■ **DOCUMENT TEXT**
■ ■ ■

For the foregoing reasons, the judgment is reversed, and the cause is remanded.
REVERSED AND REMANDED.
In Phillips Colleges of Alabama, Inc. v. Lester, 622 So.2d 308 (Ala.1993), this Court held that the trial court had not erred in refusing to include the words “substantial evidence” in its oral charge to the jury. We explained that throughout its oral charge the trial court had properly instructed the jurors that the plaintiff bore the burden of reasonably satisfying them from the evidence that the school had made a promise that it intended not to keep and, therefore, that the trial court had given the jurors all the guidance they needed. This Court in Phillips Colleges had no reason to reach the issue presented in this case-whether it is per se reversible error to include the words “substantial evidence” in a jury charge on the plaintiff's burden of proof. Therefore, I do not believe the opinion of the Court of Civil Appeals in this case conflicts with Phillips Colleges.

■ ■ ■

■ **MATERIAL SHOWN**
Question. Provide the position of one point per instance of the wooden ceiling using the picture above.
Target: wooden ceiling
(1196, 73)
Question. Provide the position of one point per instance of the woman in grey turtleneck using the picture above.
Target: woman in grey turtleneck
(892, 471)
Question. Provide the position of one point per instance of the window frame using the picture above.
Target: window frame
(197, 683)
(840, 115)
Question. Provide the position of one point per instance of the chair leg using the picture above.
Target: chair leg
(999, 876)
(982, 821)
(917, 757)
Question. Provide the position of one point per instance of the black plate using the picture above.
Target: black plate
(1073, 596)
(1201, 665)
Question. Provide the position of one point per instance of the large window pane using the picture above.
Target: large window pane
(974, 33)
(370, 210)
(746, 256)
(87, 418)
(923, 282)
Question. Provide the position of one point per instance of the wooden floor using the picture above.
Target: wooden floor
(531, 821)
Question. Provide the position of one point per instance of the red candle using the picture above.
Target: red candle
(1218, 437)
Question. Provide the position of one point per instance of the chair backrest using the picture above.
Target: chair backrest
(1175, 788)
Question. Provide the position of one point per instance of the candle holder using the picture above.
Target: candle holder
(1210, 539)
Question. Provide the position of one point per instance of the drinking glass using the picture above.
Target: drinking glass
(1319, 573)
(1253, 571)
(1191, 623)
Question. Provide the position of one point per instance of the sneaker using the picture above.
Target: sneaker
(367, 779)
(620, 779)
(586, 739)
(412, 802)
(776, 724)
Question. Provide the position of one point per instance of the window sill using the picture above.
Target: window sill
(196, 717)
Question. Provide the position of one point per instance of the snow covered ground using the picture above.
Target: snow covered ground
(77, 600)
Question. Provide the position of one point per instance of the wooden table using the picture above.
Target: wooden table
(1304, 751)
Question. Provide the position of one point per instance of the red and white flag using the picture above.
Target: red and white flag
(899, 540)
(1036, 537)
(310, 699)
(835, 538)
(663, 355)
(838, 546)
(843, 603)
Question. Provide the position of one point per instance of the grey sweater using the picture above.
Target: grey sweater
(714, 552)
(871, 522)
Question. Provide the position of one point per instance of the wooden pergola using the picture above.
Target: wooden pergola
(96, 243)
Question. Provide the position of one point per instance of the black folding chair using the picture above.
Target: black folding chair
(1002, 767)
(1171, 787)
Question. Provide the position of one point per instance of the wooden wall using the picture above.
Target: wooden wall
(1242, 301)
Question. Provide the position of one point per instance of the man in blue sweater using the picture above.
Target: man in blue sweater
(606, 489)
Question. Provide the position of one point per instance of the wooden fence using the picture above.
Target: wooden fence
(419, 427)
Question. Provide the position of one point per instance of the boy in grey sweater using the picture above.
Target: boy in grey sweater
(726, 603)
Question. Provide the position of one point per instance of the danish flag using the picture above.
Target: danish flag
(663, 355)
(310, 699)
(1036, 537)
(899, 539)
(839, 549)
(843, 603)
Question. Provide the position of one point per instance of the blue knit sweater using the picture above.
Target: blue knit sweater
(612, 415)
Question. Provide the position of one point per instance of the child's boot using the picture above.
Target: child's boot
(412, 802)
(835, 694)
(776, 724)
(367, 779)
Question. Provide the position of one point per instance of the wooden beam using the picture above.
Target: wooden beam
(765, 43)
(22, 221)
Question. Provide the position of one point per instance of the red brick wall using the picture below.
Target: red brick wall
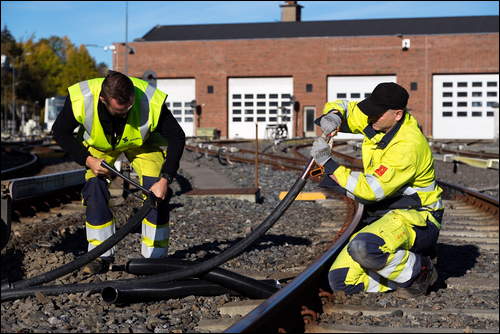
(311, 61)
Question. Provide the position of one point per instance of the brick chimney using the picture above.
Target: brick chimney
(290, 12)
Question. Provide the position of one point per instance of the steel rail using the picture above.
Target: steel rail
(280, 312)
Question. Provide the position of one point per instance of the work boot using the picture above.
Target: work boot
(98, 266)
(427, 276)
(432, 254)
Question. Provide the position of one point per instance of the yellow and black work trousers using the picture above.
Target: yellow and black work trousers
(385, 254)
(100, 221)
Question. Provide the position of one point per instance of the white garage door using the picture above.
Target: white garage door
(180, 94)
(462, 106)
(354, 89)
(265, 101)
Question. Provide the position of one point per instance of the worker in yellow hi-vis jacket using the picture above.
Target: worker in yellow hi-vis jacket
(398, 189)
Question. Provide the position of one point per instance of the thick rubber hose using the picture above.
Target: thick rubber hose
(162, 291)
(244, 285)
(93, 254)
(188, 272)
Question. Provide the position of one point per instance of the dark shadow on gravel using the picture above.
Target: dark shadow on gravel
(212, 249)
(454, 261)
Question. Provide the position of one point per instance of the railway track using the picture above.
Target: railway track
(304, 304)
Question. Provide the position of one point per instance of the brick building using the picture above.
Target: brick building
(243, 74)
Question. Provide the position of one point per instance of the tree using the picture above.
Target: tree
(54, 65)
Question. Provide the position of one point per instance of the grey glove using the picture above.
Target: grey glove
(330, 123)
(321, 151)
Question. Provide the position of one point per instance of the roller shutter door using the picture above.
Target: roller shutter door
(180, 94)
(462, 106)
(265, 101)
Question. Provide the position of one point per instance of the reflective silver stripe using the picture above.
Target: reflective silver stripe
(408, 191)
(391, 266)
(88, 100)
(352, 181)
(150, 252)
(96, 236)
(345, 105)
(156, 234)
(375, 186)
(145, 102)
(407, 271)
(373, 282)
(430, 187)
(436, 205)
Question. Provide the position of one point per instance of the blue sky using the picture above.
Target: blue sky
(104, 22)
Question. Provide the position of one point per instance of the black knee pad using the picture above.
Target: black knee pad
(365, 250)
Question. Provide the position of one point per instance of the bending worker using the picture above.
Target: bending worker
(398, 189)
(116, 115)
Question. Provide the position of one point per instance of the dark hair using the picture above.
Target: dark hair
(117, 86)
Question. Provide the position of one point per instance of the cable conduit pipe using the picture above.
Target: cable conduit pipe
(91, 255)
(162, 291)
(195, 270)
(244, 285)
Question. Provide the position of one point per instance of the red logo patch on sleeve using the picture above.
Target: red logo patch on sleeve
(381, 170)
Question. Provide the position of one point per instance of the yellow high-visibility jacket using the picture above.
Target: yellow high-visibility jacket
(398, 165)
(142, 119)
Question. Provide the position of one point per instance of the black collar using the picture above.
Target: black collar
(370, 132)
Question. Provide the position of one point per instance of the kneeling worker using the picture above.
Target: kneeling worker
(397, 187)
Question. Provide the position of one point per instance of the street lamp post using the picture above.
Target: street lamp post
(6, 128)
(14, 92)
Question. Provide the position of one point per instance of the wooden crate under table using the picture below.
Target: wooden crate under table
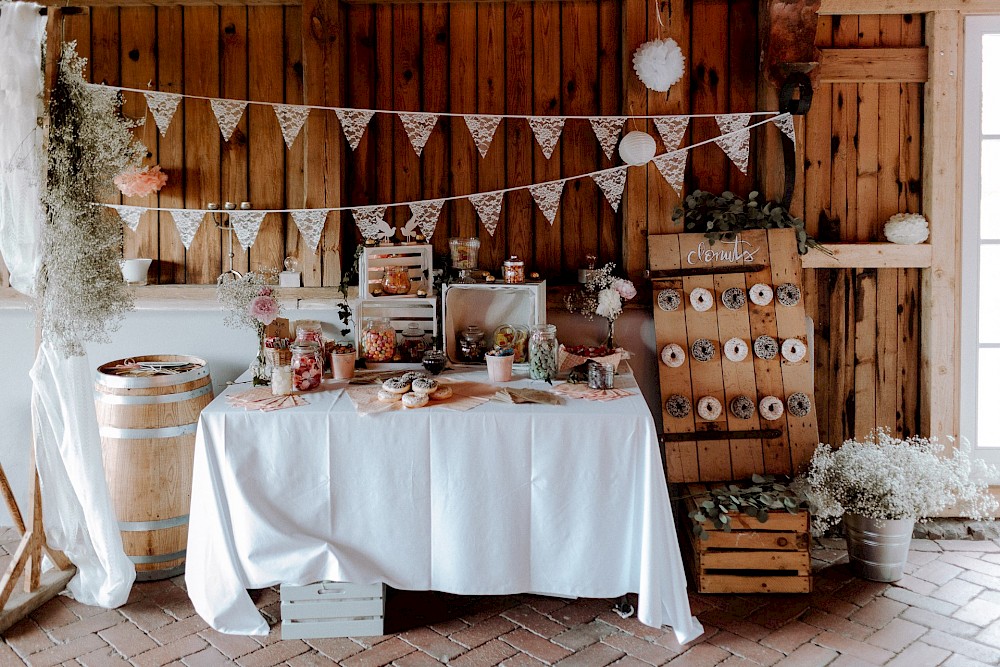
(754, 557)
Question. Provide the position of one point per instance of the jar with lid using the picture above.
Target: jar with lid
(413, 343)
(470, 344)
(378, 339)
(543, 360)
(307, 366)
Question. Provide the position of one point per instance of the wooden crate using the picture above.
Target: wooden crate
(754, 557)
(332, 609)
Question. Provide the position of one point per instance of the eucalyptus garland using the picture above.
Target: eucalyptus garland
(81, 296)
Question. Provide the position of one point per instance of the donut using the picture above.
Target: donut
(668, 300)
(677, 406)
(709, 408)
(736, 349)
(761, 294)
(793, 350)
(702, 349)
(396, 385)
(411, 400)
(734, 298)
(742, 407)
(771, 408)
(423, 385)
(672, 355)
(799, 404)
(765, 347)
(701, 299)
(787, 294)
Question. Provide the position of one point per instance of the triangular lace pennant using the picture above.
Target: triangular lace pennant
(547, 130)
(482, 129)
(612, 184)
(671, 129)
(418, 128)
(607, 131)
(354, 122)
(671, 166)
(291, 118)
(735, 139)
(311, 223)
(163, 106)
(547, 196)
(488, 207)
(227, 115)
(187, 223)
(246, 224)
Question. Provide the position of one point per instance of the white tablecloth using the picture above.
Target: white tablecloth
(502, 499)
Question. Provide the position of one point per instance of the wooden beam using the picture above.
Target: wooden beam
(870, 65)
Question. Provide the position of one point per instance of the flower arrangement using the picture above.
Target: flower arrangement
(886, 478)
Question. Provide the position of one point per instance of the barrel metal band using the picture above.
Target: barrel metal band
(162, 524)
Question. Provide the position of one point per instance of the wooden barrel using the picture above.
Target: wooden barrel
(148, 425)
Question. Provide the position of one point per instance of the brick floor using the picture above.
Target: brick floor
(945, 611)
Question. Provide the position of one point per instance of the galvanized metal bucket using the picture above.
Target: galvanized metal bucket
(878, 549)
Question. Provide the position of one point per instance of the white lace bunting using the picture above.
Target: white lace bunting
(418, 128)
(291, 118)
(671, 129)
(547, 130)
(488, 207)
(163, 106)
(246, 224)
(607, 131)
(228, 114)
(547, 196)
(612, 184)
(187, 223)
(482, 129)
(735, 139)
(311, 224)
(354, 122)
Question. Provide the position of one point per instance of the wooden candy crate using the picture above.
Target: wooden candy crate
(754, 557)
(332, 609)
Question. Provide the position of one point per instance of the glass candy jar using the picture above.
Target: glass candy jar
(543, 360)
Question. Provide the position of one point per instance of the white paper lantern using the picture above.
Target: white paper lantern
(637, 148)
(907, 229)
(659, 64)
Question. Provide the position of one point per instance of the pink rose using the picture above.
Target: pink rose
(264, 309)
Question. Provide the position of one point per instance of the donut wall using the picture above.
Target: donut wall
(736, 376)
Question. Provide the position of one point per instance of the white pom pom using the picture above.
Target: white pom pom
(907, 229)
(659, 64)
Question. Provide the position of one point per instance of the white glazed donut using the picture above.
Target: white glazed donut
(672, 355)
(761, 294)
(701, 299)
(412, 400)
(736, 349)
(709, 408)
(793, 350)
(770, 408)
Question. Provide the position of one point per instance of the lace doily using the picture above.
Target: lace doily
(547, 196)
(310, 225)
(163, 106)
(291, 118)
(547, 132)
(227, 115)
(482, 129)
(353, 122)
(418, 128)
(612, 184)
(607, 131)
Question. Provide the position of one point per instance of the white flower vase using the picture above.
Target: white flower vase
(878, 548)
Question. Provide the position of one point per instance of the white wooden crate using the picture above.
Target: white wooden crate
(332, 609)
(418, 259)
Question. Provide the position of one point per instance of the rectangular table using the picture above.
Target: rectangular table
(502, 499)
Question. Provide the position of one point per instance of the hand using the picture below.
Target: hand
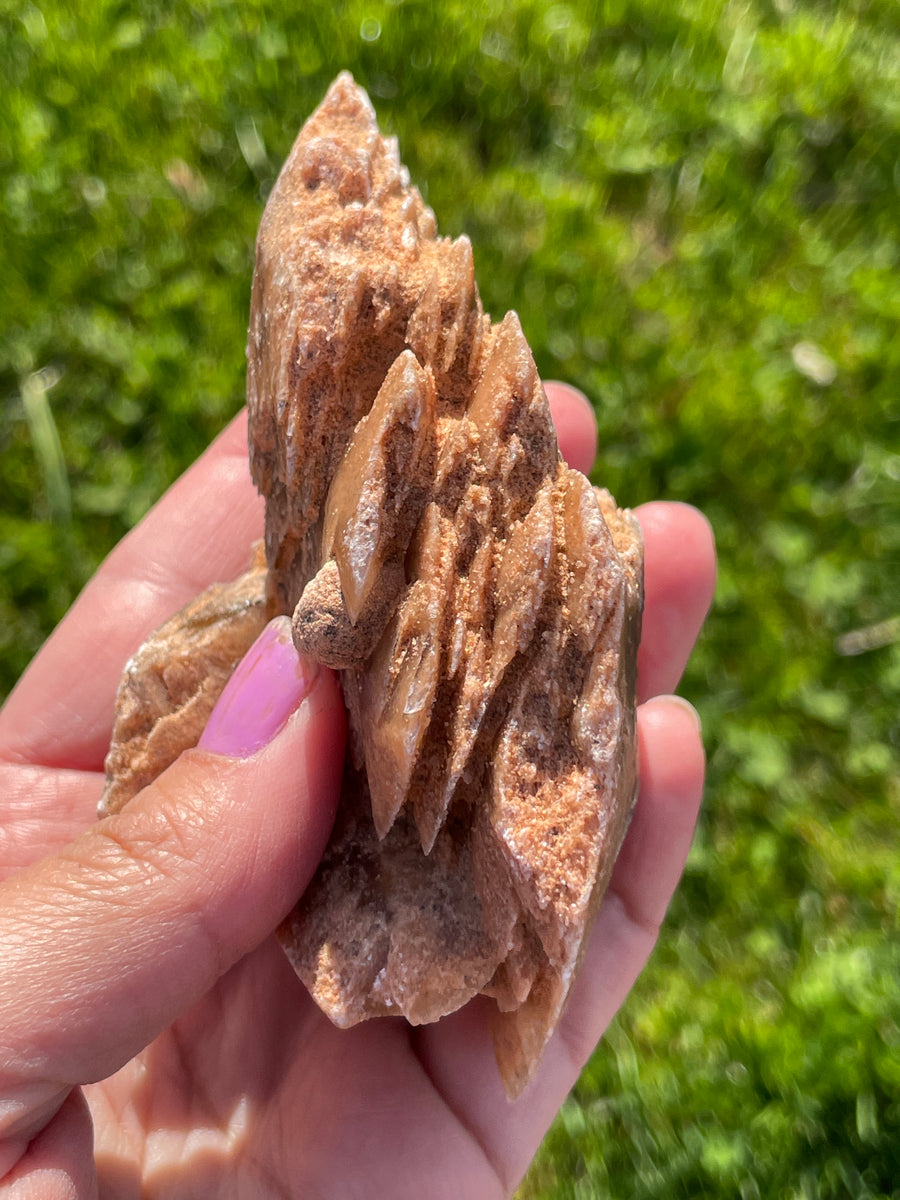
(153, 1037)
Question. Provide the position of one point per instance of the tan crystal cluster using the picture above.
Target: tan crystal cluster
(479, 598)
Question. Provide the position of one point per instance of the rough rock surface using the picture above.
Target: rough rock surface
(481, 600)
(173, 682)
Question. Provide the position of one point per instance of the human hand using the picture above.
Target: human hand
(153, 1037)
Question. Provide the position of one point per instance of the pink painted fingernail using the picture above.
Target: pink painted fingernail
(267, 687)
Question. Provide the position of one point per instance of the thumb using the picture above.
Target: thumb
(103, 945)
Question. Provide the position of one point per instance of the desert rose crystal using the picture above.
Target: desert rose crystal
(480, 599)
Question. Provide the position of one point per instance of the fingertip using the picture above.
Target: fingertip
(672, 760)
(575, 424)
(679, 582)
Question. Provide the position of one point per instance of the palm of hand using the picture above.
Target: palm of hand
(252, 1091)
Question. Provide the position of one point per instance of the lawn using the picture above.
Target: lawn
(695, 209)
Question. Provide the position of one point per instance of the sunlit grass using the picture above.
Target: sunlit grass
(694, 208)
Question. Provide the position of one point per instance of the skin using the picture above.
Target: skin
(153, 1038)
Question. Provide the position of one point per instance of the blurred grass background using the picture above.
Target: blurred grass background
(694, 208)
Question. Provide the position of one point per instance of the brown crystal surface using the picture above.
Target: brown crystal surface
(479, 598)
(171, 685)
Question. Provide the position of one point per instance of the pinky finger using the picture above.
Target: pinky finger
(59, 1161)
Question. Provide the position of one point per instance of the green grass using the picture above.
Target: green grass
(694, 208)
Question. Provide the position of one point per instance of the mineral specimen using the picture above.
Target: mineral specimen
(479, 598)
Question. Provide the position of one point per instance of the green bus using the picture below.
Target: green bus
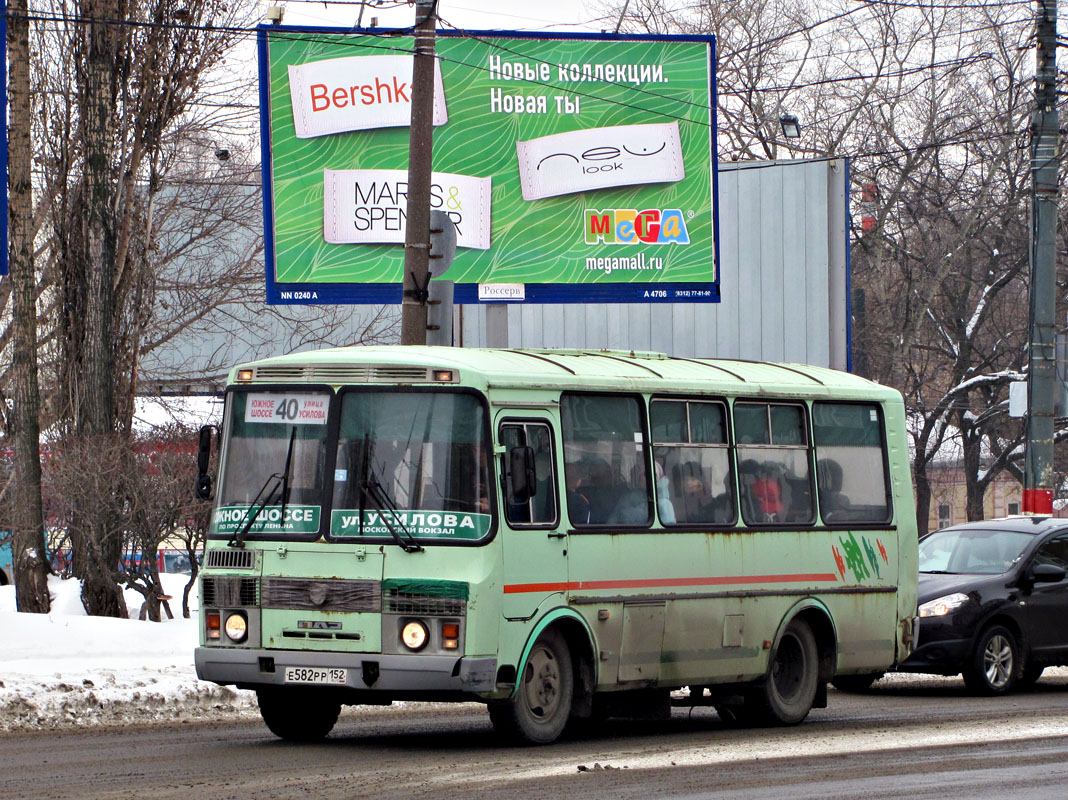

■ ■ ■

Pick up the court opinion after its last sentence and continue it.

■ **REPLY**
After examining the entire jury charge, I am satisfied that even though the trial court's references to “substantial evidence” in connection with the negligence claims were erroneous, those references, when considered in the context of the entire charge, do not rise to the level of reversible error. The trial court clearly charged the jurors that before they could return a verdict for the plaintiff they had to be reasonably satisfied from the evidence that the plaintiff was entitled to prevail. Although the trial court went further in several instances and told the jurors that they had to be reasonably satisfied by “substantial evidence,” the trial court defined “substantial evidence”:
“As to the allegation of negligence, the burden is on the plaintiff to prove each and every element of one or more of his claims by substantial evidence. Substantial evidence, members of the jury, is defined as evidence of such weight and quality that fair-minded persons, in the exercise of impartial judgment, can reasonably infer the existence of the fact sought to be proved.”
In my view, this merely conveyed to the jurors the obvious-that the plaintiff had to present evidence from which they could reasonably find in his favor and that before they could so find they had to be reasonably satisfied that the plaintiff was entitled to prevail.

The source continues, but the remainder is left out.